------ Dataset ------

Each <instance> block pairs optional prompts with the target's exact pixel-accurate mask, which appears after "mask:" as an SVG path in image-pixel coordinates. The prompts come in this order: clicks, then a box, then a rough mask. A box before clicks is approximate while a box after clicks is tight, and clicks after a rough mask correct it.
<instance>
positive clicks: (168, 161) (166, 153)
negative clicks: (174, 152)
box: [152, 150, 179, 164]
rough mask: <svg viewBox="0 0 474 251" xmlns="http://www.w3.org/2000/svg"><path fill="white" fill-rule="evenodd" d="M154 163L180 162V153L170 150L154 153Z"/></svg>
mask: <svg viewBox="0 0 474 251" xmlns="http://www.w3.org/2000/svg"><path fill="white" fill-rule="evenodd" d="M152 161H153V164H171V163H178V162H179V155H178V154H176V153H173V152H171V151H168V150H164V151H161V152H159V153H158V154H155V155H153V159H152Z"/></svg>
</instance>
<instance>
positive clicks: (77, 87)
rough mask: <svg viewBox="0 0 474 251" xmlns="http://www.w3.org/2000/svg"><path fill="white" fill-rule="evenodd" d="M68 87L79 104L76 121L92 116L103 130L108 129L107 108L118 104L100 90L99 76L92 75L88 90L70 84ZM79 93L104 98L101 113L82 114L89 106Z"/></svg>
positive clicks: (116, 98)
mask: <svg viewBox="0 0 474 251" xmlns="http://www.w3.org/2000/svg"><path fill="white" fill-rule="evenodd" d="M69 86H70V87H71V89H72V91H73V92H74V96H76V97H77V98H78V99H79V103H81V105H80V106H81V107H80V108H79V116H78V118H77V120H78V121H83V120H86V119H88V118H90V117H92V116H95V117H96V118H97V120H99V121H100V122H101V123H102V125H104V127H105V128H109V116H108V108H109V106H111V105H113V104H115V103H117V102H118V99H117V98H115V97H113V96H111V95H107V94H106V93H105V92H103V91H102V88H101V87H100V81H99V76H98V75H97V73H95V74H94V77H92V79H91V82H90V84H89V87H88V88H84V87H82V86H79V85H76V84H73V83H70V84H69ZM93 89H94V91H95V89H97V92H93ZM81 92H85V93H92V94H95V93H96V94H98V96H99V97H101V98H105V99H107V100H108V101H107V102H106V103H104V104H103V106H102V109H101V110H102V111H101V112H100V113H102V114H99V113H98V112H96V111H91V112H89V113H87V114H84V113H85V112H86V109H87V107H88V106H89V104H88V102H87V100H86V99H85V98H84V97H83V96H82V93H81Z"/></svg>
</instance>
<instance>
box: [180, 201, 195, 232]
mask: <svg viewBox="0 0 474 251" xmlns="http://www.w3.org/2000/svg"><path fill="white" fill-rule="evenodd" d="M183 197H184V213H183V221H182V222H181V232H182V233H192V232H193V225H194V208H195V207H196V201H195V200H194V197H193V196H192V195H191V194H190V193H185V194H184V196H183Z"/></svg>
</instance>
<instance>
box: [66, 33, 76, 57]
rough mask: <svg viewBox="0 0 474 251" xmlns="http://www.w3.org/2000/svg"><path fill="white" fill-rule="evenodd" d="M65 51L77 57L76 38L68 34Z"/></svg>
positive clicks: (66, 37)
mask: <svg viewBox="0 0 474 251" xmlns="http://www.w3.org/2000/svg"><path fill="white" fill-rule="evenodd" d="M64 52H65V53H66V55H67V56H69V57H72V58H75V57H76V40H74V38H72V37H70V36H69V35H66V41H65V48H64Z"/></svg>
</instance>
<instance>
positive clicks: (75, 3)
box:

------

● Task brief: Only an exact copy of the entries above will do.

● Output of the task:
Each <instance> block pairs optional prompts with the target's exact pixel-accurate mask, which appears after "mask:" as an SVG path in image-pixel coordinates. The prompts come in this order: clicks, then a box, then a rough mask. A box before clicks is approximate while a box after clicks is tight, and clicks after a rough mask correct it.
<instance>
positive clicks: (168, 161) (166, 153)
negative clicks: (174, 152)
box: [152, 150, 179, 164]
rough mask: <svg viewBox="0 0 474 251" xmlns="http://www.w3.org/2000/svg"><path fill="white" fill-rule="evenodd" d="M154 163L180 162V153L170 150L154 153Z"/></svg>
mask: <svg viewBox="0 0 474 251" xmlns="http://www.w3.org/2000/svg"><path fill="white" fill-rule="evenodd" d="M152 161H153V164H171V163H178V162H179V155H178V154H176V153H173V152H171V151H168V150H164V151H161V152H159V153H158V154H155V155H153V159H152Z"/></svg>
</instance>
<instance>
positive clicks: (77, 87)
rough mask: <svg viewBox="0 0 474 251" xmlns="http://www.w3.org/2000/svg"><path fill="white" fill-rule="evenodd" d="M68 87L79 104L76 121L92 116L103 130L108 129L107 108L118 104L100 90L99 76L92 75L88 90L70 84ZM79 93L104 98L101 113L82 114L89 106Z"/></svg>
positive clicks: (116, 98)
mask: <svg viewBox="0 0 474 251" xmlns="http://www.w3.org/2000/svg"><path fill="white" fill-rule="evenodd" d="M69 86H70V87H71V89H72V91H73V92H74V96H76V97H77V98H78V99H79V103H81V105H80V106H81V107H80V108H79V116H78V118H77V120H78V121H83V120H86V119H88V118H90V117H92V116H95V117H96V118H97V120H99V121H100V122H101V123H102V125H104V127H105V128H109V116H108V108H109V106H111V105H113V104H115V103H117V102H118V99H117V98H115V97H113V96H111V95H107V94H106V93H105V92H103V91H102V88H101V87H100V81H99V76H98V75H97V73H95V74H94V77H92V79H91V82H90V84H89V87H88V88H84V87H82V86H79V85H76V84H73V83H70V84H69ZM93 89H94V91H95V89H97V92H93ZM81 92H85V93H92V94H95V93H96V94H98V96H99V97H101V98H105V99H107V100H108V101H107V102H106V103H104V104H103V106H102V109H101V110H102V111H101V112H100V113H102V114H99V113H98V112H96V111H91V112H89V113H87V114H84V113H85V112H86V109H87V107H88V106H89V104H88V102H87V100H86V99H85V98H84V97H83V96H82V93H81Z"/></svg>
</instance>
<instance>
box: [180, 201, 195, 232]
mask: <svg viewBox="0 0 474 251" xmlns="http://www.w3.org/2000/svg"><path fill="white" fill-rule="evenodd" d="M183 197H184V213H183V221H182V222H181V232H182V233H192V232H193V225H194V208H195V207H196V201H195V200H194V197H193V196H192V195H191V194H190V193H185V194H184V196H183Z"/></svg>
</instance>
<instance>
box: [66, 33, 76, 57]
rough mask: <svg viewBox="0 0 474 251" xmlns="http://www.w3.org/2000/svg"><path fill="white" fill-rule="evenodd" d="M65 51L77 57L76 38L68 34Z"/></svg>
positive clicks: (66, 37)
mask: <svg viewBox="0 0 474 251" xmlns="http://www.w3.org/2000/svg"><path fill="white" fill-rule="evenodd" d="M64 52H65V53H66V55H67V56H69V57H72V58H75V57H76V40H74V38H72V37H70V36H69V35H66V41H65V48H64Z"/></svg>
</instance>
<instance>
positive clicks: (75, 3)
box:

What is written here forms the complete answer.